● **Exercise objective**:
Locate all lines in the data below that hold "pant" and show them.

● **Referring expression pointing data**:
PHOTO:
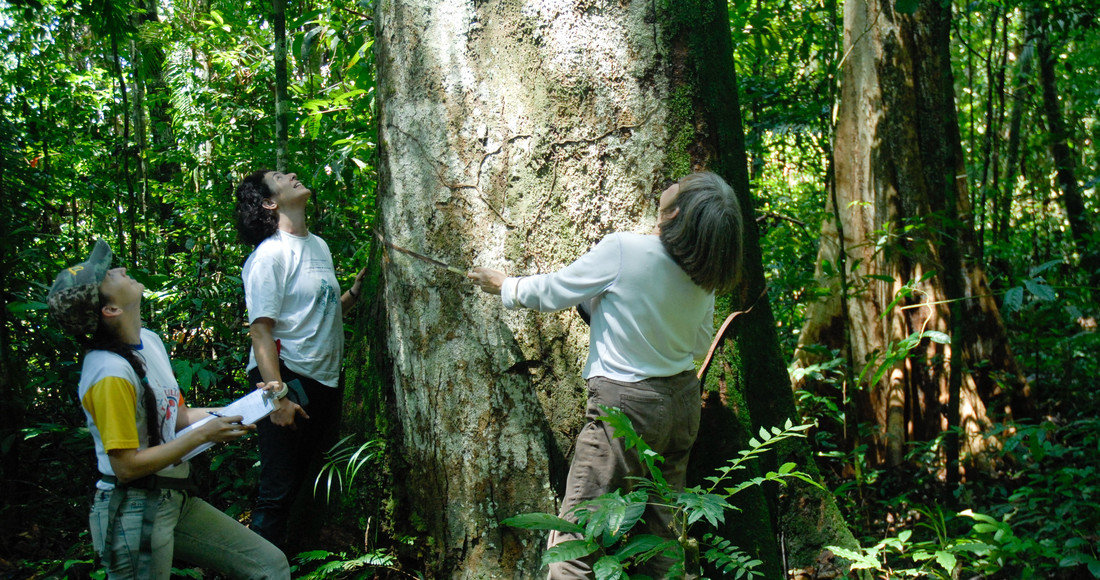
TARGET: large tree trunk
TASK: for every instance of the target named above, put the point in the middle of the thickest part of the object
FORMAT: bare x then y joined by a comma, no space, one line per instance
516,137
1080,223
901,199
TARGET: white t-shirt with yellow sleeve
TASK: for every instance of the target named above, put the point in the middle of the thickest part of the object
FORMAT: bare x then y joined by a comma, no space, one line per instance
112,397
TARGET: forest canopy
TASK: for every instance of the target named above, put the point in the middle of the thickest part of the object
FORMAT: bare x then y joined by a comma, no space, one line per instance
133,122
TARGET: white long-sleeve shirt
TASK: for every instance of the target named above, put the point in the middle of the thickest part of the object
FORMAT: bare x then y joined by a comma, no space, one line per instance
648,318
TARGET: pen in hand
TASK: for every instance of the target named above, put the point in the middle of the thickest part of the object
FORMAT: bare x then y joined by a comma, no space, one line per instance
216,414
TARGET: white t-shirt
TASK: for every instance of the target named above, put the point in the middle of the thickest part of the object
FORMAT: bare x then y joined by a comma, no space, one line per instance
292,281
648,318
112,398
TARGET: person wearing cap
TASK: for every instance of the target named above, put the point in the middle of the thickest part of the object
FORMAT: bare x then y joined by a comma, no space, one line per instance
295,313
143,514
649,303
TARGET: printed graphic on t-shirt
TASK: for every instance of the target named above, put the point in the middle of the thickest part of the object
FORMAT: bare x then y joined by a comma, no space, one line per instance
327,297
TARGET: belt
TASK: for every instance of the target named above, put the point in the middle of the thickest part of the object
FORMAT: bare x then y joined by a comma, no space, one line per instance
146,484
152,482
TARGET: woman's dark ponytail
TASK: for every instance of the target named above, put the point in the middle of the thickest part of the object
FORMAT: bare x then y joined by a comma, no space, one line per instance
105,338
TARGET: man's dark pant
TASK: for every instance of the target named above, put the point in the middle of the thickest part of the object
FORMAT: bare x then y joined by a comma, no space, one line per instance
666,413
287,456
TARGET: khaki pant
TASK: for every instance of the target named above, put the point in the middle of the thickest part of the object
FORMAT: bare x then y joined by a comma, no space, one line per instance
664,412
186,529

● **Solution below**:
TARGET: man's dark pant
TARGET: khaki pant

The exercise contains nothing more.